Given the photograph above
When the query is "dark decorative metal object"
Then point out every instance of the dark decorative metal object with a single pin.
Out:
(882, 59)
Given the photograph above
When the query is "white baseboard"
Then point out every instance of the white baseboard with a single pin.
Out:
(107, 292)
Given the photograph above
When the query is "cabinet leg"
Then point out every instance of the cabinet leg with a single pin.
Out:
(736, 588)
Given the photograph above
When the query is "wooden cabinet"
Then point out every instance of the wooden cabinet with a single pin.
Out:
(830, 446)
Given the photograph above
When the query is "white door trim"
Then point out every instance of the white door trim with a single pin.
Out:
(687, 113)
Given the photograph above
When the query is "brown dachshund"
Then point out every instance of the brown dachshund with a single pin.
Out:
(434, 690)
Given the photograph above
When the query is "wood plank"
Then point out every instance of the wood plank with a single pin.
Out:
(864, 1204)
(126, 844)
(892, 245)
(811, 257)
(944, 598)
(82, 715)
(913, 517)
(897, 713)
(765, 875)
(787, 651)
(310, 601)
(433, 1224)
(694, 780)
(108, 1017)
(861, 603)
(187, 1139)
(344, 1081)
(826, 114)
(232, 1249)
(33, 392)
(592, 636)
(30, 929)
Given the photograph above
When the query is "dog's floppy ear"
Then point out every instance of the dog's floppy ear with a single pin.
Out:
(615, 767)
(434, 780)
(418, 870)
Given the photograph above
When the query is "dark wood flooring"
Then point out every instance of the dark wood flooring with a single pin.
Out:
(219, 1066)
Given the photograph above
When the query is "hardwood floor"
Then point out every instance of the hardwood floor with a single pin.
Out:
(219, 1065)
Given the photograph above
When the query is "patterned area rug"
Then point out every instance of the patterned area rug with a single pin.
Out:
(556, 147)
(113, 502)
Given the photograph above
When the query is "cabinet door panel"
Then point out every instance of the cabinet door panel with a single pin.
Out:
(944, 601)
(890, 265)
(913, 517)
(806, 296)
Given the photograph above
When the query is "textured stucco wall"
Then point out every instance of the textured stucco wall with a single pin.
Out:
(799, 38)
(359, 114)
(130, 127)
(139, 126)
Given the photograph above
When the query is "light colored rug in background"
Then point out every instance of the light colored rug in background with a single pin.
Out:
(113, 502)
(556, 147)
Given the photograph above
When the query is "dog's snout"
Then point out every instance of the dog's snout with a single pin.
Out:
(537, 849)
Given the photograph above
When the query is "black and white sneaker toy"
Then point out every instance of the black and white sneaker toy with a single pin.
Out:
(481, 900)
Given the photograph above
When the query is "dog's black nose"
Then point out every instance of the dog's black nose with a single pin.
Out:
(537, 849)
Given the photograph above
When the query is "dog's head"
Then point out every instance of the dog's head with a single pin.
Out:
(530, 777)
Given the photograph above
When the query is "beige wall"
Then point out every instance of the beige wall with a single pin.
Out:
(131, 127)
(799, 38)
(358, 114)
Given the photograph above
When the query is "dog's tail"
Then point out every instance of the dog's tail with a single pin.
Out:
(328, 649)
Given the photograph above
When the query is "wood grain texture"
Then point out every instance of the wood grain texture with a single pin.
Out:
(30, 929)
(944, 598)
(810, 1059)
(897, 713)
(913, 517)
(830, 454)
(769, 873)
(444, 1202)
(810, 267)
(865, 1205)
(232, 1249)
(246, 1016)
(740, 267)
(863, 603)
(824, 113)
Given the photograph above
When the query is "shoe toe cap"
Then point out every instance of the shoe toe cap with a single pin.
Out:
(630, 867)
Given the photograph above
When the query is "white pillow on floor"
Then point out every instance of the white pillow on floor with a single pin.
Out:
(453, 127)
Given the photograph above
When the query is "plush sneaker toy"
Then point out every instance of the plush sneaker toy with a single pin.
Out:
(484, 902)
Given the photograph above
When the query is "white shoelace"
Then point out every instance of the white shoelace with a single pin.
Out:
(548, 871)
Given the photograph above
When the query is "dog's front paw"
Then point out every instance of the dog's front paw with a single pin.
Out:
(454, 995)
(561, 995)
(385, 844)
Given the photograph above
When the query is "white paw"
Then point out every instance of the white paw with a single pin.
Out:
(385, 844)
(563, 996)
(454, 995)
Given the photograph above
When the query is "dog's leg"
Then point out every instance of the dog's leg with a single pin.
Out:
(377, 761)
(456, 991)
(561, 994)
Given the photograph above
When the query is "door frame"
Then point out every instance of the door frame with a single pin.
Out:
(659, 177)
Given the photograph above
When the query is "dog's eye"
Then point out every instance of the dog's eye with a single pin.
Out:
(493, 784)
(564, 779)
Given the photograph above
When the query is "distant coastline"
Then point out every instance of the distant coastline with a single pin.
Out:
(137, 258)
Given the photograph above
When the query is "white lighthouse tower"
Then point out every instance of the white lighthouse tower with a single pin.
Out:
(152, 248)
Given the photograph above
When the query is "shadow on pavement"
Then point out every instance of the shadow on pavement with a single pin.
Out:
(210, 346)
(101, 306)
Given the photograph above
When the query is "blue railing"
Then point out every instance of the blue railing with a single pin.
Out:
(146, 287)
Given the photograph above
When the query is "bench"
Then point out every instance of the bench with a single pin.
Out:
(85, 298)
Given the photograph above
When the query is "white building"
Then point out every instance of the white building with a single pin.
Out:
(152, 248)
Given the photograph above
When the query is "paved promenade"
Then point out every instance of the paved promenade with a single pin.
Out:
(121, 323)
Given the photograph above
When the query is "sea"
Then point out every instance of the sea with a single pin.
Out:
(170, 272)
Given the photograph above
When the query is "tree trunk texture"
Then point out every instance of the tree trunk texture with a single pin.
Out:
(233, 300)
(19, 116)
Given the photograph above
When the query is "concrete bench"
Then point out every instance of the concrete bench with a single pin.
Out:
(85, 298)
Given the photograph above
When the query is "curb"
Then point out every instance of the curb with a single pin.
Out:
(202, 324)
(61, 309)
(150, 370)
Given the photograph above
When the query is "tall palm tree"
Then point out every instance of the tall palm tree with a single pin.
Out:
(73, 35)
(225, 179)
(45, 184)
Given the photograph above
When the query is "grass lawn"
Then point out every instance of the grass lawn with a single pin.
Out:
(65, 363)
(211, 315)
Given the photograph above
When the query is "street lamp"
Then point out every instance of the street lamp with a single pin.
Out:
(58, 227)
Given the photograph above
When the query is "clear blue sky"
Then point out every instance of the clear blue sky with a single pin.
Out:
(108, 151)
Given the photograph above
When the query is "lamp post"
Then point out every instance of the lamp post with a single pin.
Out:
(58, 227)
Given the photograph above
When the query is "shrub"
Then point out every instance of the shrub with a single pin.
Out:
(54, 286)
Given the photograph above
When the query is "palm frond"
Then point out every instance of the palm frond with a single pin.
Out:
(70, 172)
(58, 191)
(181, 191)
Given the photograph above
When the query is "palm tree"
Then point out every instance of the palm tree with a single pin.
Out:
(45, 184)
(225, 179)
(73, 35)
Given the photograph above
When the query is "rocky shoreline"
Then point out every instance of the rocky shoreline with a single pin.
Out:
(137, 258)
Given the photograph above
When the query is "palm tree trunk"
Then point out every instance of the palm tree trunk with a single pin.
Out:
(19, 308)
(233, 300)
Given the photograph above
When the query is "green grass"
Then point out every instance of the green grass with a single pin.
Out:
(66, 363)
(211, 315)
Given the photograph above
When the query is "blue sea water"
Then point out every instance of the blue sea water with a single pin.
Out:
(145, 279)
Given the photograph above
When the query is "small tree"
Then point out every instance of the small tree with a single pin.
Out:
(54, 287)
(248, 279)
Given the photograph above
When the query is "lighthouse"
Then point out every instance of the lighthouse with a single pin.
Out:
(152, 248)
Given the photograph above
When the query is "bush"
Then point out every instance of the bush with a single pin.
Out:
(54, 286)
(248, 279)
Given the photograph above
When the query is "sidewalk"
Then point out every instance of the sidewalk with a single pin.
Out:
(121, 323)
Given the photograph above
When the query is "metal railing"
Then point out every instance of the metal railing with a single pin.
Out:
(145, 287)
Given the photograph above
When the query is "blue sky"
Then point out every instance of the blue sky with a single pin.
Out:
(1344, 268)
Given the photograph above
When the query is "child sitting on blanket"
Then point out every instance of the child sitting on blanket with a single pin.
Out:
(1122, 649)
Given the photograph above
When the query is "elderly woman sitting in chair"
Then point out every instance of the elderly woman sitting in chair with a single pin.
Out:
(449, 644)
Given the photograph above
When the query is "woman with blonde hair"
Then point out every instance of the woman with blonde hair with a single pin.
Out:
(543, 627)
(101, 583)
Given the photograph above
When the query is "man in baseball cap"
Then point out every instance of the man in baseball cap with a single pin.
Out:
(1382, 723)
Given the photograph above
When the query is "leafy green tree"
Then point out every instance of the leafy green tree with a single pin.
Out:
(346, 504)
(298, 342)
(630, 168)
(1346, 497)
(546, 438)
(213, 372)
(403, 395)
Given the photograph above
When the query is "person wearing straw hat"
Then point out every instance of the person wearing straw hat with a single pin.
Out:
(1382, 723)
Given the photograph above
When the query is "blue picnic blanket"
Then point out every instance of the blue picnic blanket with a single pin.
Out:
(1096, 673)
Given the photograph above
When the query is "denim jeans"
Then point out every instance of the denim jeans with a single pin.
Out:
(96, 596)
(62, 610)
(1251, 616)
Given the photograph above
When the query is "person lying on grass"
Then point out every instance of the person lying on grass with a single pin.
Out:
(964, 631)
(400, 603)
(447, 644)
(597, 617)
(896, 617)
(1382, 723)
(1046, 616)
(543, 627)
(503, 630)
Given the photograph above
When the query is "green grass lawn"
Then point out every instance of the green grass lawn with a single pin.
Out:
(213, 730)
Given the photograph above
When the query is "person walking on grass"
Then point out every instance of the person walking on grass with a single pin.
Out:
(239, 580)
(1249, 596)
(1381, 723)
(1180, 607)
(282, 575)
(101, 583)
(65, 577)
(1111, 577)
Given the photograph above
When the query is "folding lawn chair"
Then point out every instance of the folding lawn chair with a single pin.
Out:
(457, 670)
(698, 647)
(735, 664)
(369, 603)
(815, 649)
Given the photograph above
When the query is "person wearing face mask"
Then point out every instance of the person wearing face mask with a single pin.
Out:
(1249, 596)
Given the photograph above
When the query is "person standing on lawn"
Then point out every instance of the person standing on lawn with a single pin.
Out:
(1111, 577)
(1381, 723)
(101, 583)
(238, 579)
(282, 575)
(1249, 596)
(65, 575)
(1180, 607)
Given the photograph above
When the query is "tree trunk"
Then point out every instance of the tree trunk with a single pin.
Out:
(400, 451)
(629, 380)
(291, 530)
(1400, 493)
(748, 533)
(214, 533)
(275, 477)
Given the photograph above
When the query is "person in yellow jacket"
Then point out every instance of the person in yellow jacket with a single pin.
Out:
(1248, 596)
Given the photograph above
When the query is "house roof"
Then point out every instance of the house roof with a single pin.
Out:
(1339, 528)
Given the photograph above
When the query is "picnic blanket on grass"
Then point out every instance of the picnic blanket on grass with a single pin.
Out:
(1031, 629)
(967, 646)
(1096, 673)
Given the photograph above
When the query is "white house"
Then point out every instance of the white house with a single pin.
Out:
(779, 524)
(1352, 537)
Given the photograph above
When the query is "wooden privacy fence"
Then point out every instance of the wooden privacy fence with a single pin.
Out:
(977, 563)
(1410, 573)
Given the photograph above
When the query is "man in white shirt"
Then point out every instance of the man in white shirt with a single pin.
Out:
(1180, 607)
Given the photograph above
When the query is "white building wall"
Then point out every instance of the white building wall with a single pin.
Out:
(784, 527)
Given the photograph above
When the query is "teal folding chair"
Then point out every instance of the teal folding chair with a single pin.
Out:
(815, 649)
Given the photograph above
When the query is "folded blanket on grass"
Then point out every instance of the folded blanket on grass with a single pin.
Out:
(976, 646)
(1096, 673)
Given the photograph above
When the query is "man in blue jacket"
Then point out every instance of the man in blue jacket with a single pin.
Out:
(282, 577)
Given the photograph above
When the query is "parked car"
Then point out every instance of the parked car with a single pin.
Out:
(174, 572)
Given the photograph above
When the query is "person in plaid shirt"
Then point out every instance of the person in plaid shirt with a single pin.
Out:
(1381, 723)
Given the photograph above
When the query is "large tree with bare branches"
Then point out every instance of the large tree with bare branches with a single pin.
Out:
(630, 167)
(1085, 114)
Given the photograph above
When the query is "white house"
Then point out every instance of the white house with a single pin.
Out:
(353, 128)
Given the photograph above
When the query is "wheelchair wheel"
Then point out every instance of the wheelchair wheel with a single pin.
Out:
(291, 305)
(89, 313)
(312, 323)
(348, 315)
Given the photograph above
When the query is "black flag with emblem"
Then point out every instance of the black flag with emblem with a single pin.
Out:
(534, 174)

==================================================

• _Task prompt_
Locate each line in the rows above that contains the string "sidewalk" and copy it out unchanged.

• _Result_
When the query is "sidewalk"
Then point out every instance of the sidewalk with a single pin.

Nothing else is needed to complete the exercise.